* begin INPUT FOR THIS TASK *
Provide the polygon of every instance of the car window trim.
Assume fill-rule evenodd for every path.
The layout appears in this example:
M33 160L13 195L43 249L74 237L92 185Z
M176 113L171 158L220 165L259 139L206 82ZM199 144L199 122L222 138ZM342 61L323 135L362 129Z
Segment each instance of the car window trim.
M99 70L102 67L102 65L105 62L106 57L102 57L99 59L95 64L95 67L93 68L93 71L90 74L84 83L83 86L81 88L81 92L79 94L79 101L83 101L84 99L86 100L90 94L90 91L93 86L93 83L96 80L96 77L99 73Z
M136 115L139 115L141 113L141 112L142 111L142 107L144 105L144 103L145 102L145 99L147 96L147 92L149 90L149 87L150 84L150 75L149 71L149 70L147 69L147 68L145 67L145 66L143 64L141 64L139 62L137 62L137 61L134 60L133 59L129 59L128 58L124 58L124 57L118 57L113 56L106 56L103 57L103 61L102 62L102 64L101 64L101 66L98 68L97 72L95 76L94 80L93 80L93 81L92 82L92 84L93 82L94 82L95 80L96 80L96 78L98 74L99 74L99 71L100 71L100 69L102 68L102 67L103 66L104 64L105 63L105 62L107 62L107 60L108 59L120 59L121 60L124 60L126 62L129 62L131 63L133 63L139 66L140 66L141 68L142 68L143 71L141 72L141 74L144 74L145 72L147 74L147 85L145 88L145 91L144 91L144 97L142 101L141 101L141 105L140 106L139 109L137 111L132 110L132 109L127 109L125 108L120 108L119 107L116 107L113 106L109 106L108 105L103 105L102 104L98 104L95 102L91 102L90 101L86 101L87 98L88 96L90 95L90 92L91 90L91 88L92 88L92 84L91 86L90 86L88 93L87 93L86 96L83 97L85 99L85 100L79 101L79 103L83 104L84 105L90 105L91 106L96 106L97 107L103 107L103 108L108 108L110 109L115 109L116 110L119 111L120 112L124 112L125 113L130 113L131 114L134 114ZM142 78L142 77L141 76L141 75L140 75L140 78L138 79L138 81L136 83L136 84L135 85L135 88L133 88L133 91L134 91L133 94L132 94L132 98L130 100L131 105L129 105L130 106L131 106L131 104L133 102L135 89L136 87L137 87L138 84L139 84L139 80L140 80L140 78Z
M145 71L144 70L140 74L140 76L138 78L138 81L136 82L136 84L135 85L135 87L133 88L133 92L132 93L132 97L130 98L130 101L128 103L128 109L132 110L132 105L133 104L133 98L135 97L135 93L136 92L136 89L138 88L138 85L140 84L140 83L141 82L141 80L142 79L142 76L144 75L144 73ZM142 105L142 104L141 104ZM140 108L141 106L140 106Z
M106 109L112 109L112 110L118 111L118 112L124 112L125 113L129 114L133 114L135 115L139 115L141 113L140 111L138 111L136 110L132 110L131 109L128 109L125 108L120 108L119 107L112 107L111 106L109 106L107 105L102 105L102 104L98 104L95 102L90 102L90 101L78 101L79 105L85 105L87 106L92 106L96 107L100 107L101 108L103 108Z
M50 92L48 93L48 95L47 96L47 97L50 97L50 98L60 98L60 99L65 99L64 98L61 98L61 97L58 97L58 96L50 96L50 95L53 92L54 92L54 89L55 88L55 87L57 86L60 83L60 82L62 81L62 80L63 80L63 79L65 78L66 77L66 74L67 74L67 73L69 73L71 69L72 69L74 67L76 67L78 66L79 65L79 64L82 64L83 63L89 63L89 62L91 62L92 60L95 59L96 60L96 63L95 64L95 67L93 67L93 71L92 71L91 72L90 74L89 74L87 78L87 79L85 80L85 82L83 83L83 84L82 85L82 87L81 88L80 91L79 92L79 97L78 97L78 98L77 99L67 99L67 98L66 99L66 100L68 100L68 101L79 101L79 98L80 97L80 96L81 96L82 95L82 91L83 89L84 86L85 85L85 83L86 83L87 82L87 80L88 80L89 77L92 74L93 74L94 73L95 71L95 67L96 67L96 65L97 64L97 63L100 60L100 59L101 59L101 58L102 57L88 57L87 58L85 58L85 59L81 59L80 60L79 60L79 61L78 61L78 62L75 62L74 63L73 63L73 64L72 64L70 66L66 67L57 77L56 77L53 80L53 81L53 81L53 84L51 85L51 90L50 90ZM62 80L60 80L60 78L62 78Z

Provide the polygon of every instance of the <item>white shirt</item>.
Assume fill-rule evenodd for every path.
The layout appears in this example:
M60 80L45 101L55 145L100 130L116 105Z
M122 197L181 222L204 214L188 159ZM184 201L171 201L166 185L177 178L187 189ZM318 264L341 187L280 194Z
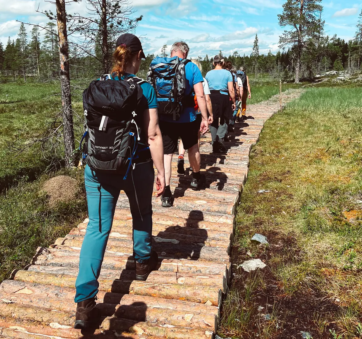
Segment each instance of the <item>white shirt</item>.
M204 93L205 93L205 95L207 94L210 95L210 89L209 88L209 84L207 82L207 80L206 80L205 78L203 78L204 81L202 83L202 86L204 88ZM241 85L241 86L243 86Z

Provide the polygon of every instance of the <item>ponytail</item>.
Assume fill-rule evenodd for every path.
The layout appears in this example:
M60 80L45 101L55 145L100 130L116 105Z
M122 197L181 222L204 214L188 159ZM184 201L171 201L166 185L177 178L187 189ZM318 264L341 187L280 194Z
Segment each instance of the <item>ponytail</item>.
M116 73L118 76L123 75L127 65L132 62L134 56L138 53L132 52L131 48L124 44L117 46L113 52L112 73Z

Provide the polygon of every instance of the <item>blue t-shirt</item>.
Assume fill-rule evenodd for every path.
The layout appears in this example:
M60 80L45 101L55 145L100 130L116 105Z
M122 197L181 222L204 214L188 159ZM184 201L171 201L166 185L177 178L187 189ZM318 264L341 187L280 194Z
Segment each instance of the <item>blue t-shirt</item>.
M230 71L226 69L213 69L207 72L205 77L207 80L210 90L218 90L222 94L228 94L227 84L233 81L232 76Z
M186 76L186 90L185 94L189 95L193 92L194 86L199 82L203 81L202 75L198 68L193 63L188 62L185 66L185 71ZM160 119L163 121L170 122L192 122L196 119L196 113L193 107L185 107L183 111L180 114L180 118L178 120L173 120L171 115L160 114Z
M124 75L121 77L121 79L123 80L127 77L136 76L134 74L125 73ZM114 80L119 80L118 76L113 76L112 75L112 77ZM141 84L141 88L143 92L141 103L142 106L144 107L144 109L157 108L157 98L155 89L147 81Z

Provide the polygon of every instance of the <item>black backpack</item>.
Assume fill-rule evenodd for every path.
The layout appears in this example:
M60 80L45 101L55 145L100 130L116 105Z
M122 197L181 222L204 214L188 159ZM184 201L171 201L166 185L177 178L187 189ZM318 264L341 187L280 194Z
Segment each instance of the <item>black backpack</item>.
M245 90L248 90L248 81L247 81L247 76L242 71L238 71L236 72L236 76L239 78L241 80L243 84L243 89Z
M85 132L83 159L93 170L124 175L134 167L140 141L137 109L143 79L114 80L110 75L92 81L83 92Z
* end INPUT FOR THIS TASK *
▸ WHAT TO DO
Reproduce every one of the entries above with each "Provide the polygon" replaced by "Return the outline", leaving everything else the same. Omit the pictures from your copy.

▸ TASK OUTPUT
Return the outline of every instance of the car window trim.
Assume fill-rule evenodd for every path.
The layout appears in this example:
M33 160L13 195L43 249L74 237L92 185Z
M176 113L171 158L220 165L259 139L206 82ZM199 144L199 122L222 138ZM342 61L323 135L362 129Z
Segment each instance of the car window trim.
M99 70L102 67L102 65L105 62L106 57L102 57L99 59L95 64L95 67L93 68L93 71L90 74L84 83L83 86L81 88L81 92L79 94L79 101L83 101L84 99L86 100L90 94L90 91L93 86L93 83L96 80L96 77L99 73Z
M136 115L139 115L141 113L141 112L142 111L142 107L144 105L144 103L145 102L145 99L147 96L147 92L149 90L149 87L150 84L150 75L149 71L149 70L147 69L147 68L145 67L145 66L143 64L141 64L139 62L137 62L137 61L134 60L133 59L129 59L128 58L124 58L124 57L118 57L113 56L106 56L103 57L103 61L102 62L102 64L101 64L101 66L98 68L97 72L95 76L94 80L93 80L93 81L92 82L92 84L93 82L94 82L95 80L96 80L96 78L98 74L99 74L99 71L100 71L100 69L102 68L102 67L103 66L104 64L105 63L105 62L107 62L107 60L108 59L120 59L121 60L124 60L126 62L129 62L131 63L133 63L139 66L140 66L141 68L142 68L143 71L141 72L141 74L144 74L145 72L147 74L147 85L145 88L145 91L144 91L144 97L142 101L141 101L141 105L140 106L139 109L137 111L132 110L132 109L127 109L125 108L120 108L119 107L116 107L113 106L109 106L108 105L103 105L102 104L98 104L95 102L91 102L90 101L86 101L87 98L88 96L90 95L90 92L91 90L91 88L92 88L92 84L91 86L90 86L88 93L87 93L86 96L83 97L85 99L85 100L79 101L79 103L83 104L84 105L90 105L91 106L96 106L97 107L103 107L103 108L108 108L110 109L115 109L116 110L119 111L120 112L124 112L125 113L130 113L131 114L134 114ZM142 78L142 77L141 76L141 75L140 75L140 78L138 79L138 81L136 83L136 84L135 85L135 88L133 88L133 91L134 91L133 94L132 94L132 98L130 100L131 105L129 105L130 106L131 106L131 104L133 102L135 89L136 87L137 87L138 84L139 84L139 80L140 80L140 78Z
M145 71L144 70L140 74L140 76L138 78L138 81L136 82L136 84L135 85L135 87L133 88L133 92L132 93L132 97L130 98L130 101L128 103L128 109L132 110L132 105L133 104L133 98L135 97L135 93L136 92L136 89L138 88L138 85L140 84L140 83L141 82L141 80L142 79L142 76L144 75L144 73ZM142 105L142 104L141 104ZM140 108L141 106L140 106Z
M106 109L112 109L112 110L118 111L118 112L124 112L125 113L129 114L133 114L135 115L139 115L141 113L140 111L138 111L136 110L132 110L131 109L128 109L125 108L120 108L119 107L112 107L111 106L109 106L107 105L102 105L102 104L98 104L95 102L90 102L90 101L78 101L79 105L85 105L87 106L92 106L96 107L100 107L101 108L103 108Z
M50 92L48 93L48 95L47 96L47 97L50 97L50 98L60 98L60 99L65 99L64 98L61 98L61 97L58 97L58 96L50 96L50 95L53 92L54 92L54 89L55 88L55 87L57 86L60 83L60 82L62 81L62 80L63 80L63 79L65 78L66 77L66 74L67 74L67 73L69 73L71 69L72 69L74 67L76 67L78 66L79 65L79 64L82 64L83 63L89 63L89 62L91 62L92 60L95 59L96 60L96 63L95 64L95 67L93 67L93 71L92 71L91 72L90 74L89 74L87 78L87 79L85 80L85 82L83 83L83 84L82 85L82 87L81 88L80 91L79 92L79 97L78 97L78 98L77 99L67 99L67 98L66 99L66 100L68 100L68 101L79 101L79 98L80 97L80 96L81 96L82 95L82 91L83 89L84 86L85 85L85 83L86 83L87 82L87 80L88 80L89 77L92 74L93 74L94 73L95 71L95 67L96 67L96 65L97 64L97 63L100 60L100 59L101 59L101 58L102 57L88 57L87 58L85 58L85 59L81 59L80 60L79 60L79 61L78 61L78 62L75 62L74 63L73 63L73 64L72 64L70 66L66 67L57 77L56 77L53 80L53 81L53 81L53 84L51 85L51 90L50 90ZM62 80L60 80L60 78L62 78Z

Return the outline of every instance of the <item>white shirt</item>.
Assume fill-rule evenodd for every path.
The layout appears in this example:
M60 80L45 101L55 145L100 130L116 105Z
M122 197L181 222L204 214L188 159ZM184 201L171 201L166 185L177 178L187 189ZM318 264L341 187L280 194Z
Segment each instance of the <item>white shirt</item>.
M204 93L205 93L205 95L207 94L210 95L210 89L209 88L209 84L207 82L207 80L206 80L205 78L203 78L204 81L202 83L202 86L204 88ZM241 85L241 86L243 86Z

Return the outline of every instance of the <item>ponytail</item>.
Assume fill-rule evenodd for every path.
The layout appears in this example:
M60 80L45 101L55 145L100 130L116 105Z
M122 197L181 222L204 214L188 159ZM184 201L171 201L166 185L177 178L187 189ZM318 264L341 187L280 194Z
Segment each instance of the <item>ponytail</item>.
M116 73L118 76L123 75L127 65L132 62L134 56L138 53L132 52L131 48L124 44L117 46L113 52L112 73Z

Return the outline of every instance of the <item>blue t-shirt</item>.
Assume fill-rule evenodd for every path.
The layout appears in this example:
M60 80L45 101L55 145L100 130L116 105Z
M122 197L181 222L204 214L188 159ZM184 201L171 201L166 185L177 178L187 189ZM318 264L341 187L280 194Z
Segment each instance of the <item>blue t-shirt</item>.
M230 71L226 69L213 69L207 72L205 77L207 80L210 90L218 90L222 94L228 94L227 84L233 81L232 76Z
M186 76L186 90L185 94L189 95L193 92L194 86L199 82L203 81L202 75L198 68L193 63L188 62L185 66L185 71ZM160 119L163 121L170 122L192 122L196 119L196 113L193 107L185 107L183 111L180 114L180 118L178 120L173 120L171 115L160 114Z
M124 75L121 77L121 79L123 80L127 77L136 76L134 74L125 73ZM114 80L119 80L118 76L113 76L112 75L112 77ZM141 84L141 88L143 92L141 103L142 106L144 107L144 109L157 108L157 98L155 89L147 81Z

Return the outline of every instance of the <item>black backpack</item>.
Assume fill-rule evenodd for every path.
The layout appears in this example:
M60 80L45 101L55 145L100 130L116 105Z
M122 197L181 222L204 214L188 159ZM184 201L171 201L166 185L177 178L187 189ZM318 264L341 187L280 194Z
Segment each instance of the <item>black backpack</item>.
M245 90L248 90L248 81L247 81L247 76L242 71L238 71L236 72L236 76L239 78L241 80L243 84L243 89Z
M85 132L83 159L93 170L124 175L134 167L140 141L137 109L143 79L114 80L110 75L92 81L83 92Z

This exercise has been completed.